**SUPPLIED RECORDS**
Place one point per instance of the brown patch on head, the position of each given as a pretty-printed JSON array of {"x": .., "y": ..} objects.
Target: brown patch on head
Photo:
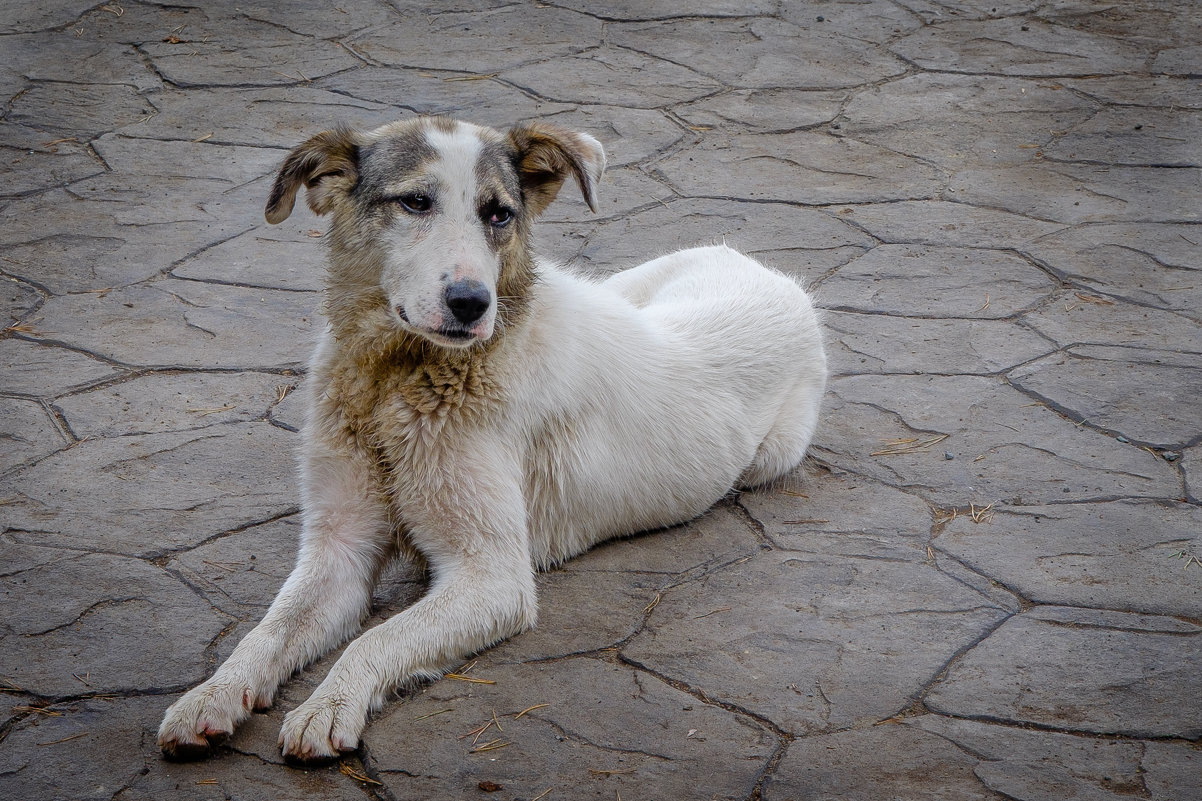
[
  {"x": 547, "y": 154},
  {"x": 327, "y": 165}
]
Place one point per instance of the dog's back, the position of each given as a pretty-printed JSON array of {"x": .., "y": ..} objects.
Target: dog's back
[{"x": 655, "y": 391}]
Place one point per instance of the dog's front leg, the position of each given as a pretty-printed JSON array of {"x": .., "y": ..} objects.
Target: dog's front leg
[
  {"x": 343, "y": 545},
  {"x": 482, "y": 591}
]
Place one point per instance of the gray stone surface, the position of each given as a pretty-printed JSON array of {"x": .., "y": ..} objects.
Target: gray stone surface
[
  {"x": 1104, "y": 672},
  {"x": 986, "y": 582}
]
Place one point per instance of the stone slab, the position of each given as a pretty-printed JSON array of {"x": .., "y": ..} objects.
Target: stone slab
[
  {"x": 1131, "y": 393},
  {"x": 491, "y": 41},
  {"x": 75, "y": 110},
  {"x": 765, "y": 110},
  {"x": 171, "y": 402},
  {"x": 69, "y": 629},
  {"x": 244, "y": 54},
  {"x": 17, "y": 300},
  {"x": 1146, "y": 263},
  {"x": 650, "y": 82},
  {"x": 1141, "y": 90},
  {"x": 1027, "y": 764},
  {"x": 1134, "y": 137},
  {"x": 286, "y": 256},
  {"x": 486, "y": 101},
  {"x": 813, "y": 654},
  {"x": 1079, "y": 670},
  {"x": 1075, "y": 194},
  {"x": 188, "y": 324},
  {"x": 28, "y": 433},
  {"x": 825, "y": 512},
  {"x": 257, "y": 117},
  {"x": 809, "y": 167},
  {"x": 242, "y": 573},
  {"x": 60, "y": 57},
  {"x": 953, "y": 119},
  {"x": 875, "y": 343},
  {"x": 761, "y": 53},
  {"x": 607, "y": 729},
  {"x": 35, "y": 369},
  {"x": 863, "y": 765},
  {"x": 1120, "y": 555},
  {"x": 40, "y": 16},
  {"x": 945, "y": 223},
  {"x": 155, "y": 493},
  {"x": 610, "y": 245},
  {"x": 1005, "y": 448},
  {"x": 1018, "y": 45},
  {"x": 936, "y": 283},
  {"x": 1081, "y": 318},
  {"x": 102, "y": 739}
]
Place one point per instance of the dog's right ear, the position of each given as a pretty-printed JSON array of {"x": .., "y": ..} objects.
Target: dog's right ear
[{"x": 327, "y": 165}]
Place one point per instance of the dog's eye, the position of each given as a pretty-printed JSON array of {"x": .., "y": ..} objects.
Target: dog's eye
[{"x": 415, "y": 203}]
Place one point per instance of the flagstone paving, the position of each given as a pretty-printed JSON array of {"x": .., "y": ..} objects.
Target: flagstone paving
[{"x": 987, "y": 582}]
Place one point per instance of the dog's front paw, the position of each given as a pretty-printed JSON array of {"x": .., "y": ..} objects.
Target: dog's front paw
[
  {"x": 204, "y": 715},
  {"x": 322, "y": 727}
]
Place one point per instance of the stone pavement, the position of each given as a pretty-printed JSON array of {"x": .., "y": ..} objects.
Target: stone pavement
[{"x": 988, "y": 585}]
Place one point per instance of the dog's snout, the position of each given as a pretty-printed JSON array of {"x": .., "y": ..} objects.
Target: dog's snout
[{"x": 468, "y": 301}]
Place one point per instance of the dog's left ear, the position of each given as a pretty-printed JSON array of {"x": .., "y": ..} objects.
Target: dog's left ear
[
  {"x": 546, "y": 154},
  {"x": 327, "y": 165}
]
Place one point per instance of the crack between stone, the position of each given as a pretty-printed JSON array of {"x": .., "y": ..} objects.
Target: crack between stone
[{"x": 697, "y": 693}]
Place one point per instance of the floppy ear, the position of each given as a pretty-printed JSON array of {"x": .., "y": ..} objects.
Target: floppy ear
[
  {"x": 327, "y": 165},
  {"x": 546, "y": 154}
]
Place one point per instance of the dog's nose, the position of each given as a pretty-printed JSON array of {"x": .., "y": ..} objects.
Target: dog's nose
[{"x": 468, "y": 301}]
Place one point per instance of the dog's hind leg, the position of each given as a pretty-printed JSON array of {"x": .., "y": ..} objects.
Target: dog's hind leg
[
  {"x": 343, "y": 546},
  {"x": 784, "y": 448}
]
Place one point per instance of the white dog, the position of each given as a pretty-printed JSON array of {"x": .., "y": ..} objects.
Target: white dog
[{"x": 492, "y": 415}]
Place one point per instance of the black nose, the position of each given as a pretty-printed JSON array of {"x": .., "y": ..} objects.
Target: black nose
[{"x": 468, "y": 301}]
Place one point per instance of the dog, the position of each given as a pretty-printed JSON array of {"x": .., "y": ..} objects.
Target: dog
[{"x": 489, "y": 415}]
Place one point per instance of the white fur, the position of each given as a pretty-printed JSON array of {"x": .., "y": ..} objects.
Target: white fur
[{"x": 629, "y": 404}]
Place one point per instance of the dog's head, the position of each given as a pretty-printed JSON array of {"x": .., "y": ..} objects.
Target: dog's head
[{"x": 438, "y": 212}]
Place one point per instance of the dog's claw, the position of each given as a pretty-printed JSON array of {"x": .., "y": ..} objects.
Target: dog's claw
[
  {"x": 321, "y": 729},
  {"x": 203, "y": 717}
]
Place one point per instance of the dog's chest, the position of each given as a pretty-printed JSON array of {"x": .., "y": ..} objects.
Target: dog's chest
[{"x": 402, "y": 411}]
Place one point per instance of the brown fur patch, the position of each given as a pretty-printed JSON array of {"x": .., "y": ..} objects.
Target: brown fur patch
[
  {"x": 547, "y": 154},
  {"x": 325, "y": 164}
]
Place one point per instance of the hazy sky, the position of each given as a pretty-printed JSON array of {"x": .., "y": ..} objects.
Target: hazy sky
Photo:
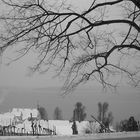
[{"x": 18, "y": 89}]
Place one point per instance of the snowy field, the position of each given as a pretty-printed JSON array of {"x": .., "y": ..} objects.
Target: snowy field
[{"x": 103, "y": 136}]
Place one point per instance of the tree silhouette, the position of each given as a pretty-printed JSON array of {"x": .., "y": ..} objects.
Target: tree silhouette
[
  {"x": 103, "y": 116},
  {"x": 79, "y": 112},
  {"x": 85, "y": 43},
  {"x": 58, "y": 114}
]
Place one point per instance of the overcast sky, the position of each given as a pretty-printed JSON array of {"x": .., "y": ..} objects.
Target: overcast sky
[{"x": 18, "y": 89}]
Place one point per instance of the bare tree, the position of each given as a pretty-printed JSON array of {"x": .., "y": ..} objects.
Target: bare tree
[
  {"x": 103, "y": 115},
  {"x": 58, "y": 114},
  {"x": 85, "y": 44},
  {"x": 79, "y": 112}
]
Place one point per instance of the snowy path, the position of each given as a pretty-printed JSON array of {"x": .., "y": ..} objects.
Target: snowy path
[{"x": 105, "y": 136}]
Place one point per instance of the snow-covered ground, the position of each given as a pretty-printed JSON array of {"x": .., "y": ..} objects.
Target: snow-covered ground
[{"x": 101, "y": 136}]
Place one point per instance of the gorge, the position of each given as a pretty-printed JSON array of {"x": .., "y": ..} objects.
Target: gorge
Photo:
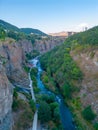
[{"x": 71, "y": 67}]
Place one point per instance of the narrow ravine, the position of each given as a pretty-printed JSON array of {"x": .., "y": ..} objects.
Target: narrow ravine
[
  {"x": 65, "y": 114},
  {"x": 34, "y": 124}
]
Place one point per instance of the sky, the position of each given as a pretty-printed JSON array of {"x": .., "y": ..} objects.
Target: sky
[{"x": 50, "y": 15}]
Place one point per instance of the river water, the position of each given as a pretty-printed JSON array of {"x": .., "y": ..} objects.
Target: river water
[{"x": 65, "y": 114}]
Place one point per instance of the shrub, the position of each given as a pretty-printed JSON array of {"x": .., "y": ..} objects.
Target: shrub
[{"x": 88, "y": 114}]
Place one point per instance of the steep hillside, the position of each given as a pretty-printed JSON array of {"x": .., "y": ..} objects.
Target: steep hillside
[
  {"x": 74, "y": 68},
  {"x": 33, "y": 31},
  {"x": 9, "y": 27}
]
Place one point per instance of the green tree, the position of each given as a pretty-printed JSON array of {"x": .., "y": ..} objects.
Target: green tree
[
  {"x": 88, "y": 114},
  {"x": 96, "y": 126},
  {"x": 44, "y": 112}
]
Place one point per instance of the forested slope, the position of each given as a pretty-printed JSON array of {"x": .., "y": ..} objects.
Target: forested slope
[{"x": 66, "y": 67}]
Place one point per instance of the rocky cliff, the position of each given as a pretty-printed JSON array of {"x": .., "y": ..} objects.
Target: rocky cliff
[
  {"x": 12, "y": 60},
  {"x": 88, "y": 62}
]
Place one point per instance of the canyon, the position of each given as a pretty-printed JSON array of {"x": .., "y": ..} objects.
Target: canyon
[{"x": 12, "y": 73}]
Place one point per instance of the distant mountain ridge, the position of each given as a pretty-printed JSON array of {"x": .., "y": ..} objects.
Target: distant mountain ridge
[
  {"x": 63, "y": 33},
  {"x": 32, "y": 31},
  {"x": 9, "y": 27}
]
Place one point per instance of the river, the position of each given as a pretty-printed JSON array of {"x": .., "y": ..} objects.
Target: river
[{"x": 65, "y": 114}]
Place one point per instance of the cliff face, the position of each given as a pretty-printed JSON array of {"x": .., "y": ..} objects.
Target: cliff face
[
  {"x": 45, "y": 45},
  {"x": 12, "y": 58},
  {"x": 5, "y": 100},
  {"x": 88, "y": 62}
]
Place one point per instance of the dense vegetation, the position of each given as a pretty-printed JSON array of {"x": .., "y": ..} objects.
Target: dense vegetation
[
  {"x": 88, "y": 37},
  {"x": 59, "y": 65},
  {"x": 48, "y": 112},
  {"x": 24, "y": 109},
  {"x": 63, "y": 73}
]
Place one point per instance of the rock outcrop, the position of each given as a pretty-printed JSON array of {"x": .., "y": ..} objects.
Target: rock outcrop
[
  {"x": 88, "y": 62},
  {"x": 12, "y": 59},
  {"x": 5, "y": 100}
]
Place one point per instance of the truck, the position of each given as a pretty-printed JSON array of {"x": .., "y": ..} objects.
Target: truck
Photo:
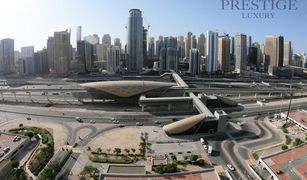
[{"x": 209, "y": 150}]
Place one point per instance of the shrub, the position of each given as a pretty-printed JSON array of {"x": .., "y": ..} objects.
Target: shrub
[
  {"x": 109, "y": 160},
  {"x": 284, "y": 147},
  {"x": 288, "y": 140},
  {"x": 89, "y": 172}
]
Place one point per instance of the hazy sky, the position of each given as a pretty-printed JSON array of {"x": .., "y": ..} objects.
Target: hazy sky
[{"x": 30, "y": 22}]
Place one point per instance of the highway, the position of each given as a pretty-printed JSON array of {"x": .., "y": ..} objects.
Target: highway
[{"x": 234, "y": 148}]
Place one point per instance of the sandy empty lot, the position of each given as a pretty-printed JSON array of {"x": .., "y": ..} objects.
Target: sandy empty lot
[{"x": 121, "y": 138}]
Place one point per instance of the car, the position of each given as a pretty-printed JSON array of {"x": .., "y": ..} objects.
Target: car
[
  {"x": 157, "y": 122},
  {"x": 139, "y": 124},
  {"x": 205, "y": 147},
  {"x": 115, "y": 122},
  {"x": 78, "y": 119},
  {"x": 279, "y": 172},
  {"x": 230, "y": 167},
  {"x": 48, "y": 105},
  {"x": 121, "y": 125}
]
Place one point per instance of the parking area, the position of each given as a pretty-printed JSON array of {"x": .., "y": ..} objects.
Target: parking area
[{"x": 177, "y": 148}]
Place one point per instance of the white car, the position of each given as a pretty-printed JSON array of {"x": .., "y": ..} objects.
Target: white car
[
  {"x": 230, "y": 167},
  {"x": 115, "y": 122},
  {"x": 139, "y": 124}
]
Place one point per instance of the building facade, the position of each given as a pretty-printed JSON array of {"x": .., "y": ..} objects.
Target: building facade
[
  {"x": 240, "y": 52},
  {"x": 274, "y": 52},
  {"x": 135, "y": 41},
  {"x": 224, "y": 54},
  {"x": 195, "y": 59},
  {"x": 212, "y": 48},
  {"x": 62, "y": 52},
  {"x": 7, "y": 61}
]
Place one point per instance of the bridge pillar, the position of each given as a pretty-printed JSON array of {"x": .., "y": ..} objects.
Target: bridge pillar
[{"x": 143, "y": 107}]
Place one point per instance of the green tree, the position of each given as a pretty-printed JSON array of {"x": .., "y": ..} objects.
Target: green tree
[
  {"x": 99, "y": 150},
  {"x": 297, "y": 142},
  {"x": 193, "y": 157},
  {"x": 284, "y": 147},
  {"x": 255, "y": 155},
  {"x": 30, "y": 134},
  {"x": 117, "y": 151},
  {"x": 15, "y": 164},
  {"x": 109, "y": 150},
  {"x": 127, "y": 150}
]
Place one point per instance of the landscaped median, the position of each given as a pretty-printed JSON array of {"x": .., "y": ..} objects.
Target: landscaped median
[
  {"x": 42, "y": 155},
  {"x": 122, "y": 160},
  {"x": 54, "y": 167}
]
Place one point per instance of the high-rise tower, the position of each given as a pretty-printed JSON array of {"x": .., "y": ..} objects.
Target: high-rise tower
[
  {"x": 212, "y": 47},
  {"x": 135, "y": 41}
]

**YOUR INSTRUCTIONS**
Find the line with "Target: dense vegetation" in the entries above. Retype it and each line after it, exactly, through the line with "Place one point per instance of the rock outcrop, the", and stop there.

**SOLUTION TO THE PROBLEM**
Target: dense vegetation
[
  {"x": 88, "y": 37},
  {"x": 59, "y": 65},
  {"x": 48, "y": 112},
  {"x": 24, "y": 109},
  {"x": 63, "y": 73}
]
Place one point per instance of the rock outcrop, the position of each given as a pretty-printed JSON array of {"x": .., "y": ..} objects.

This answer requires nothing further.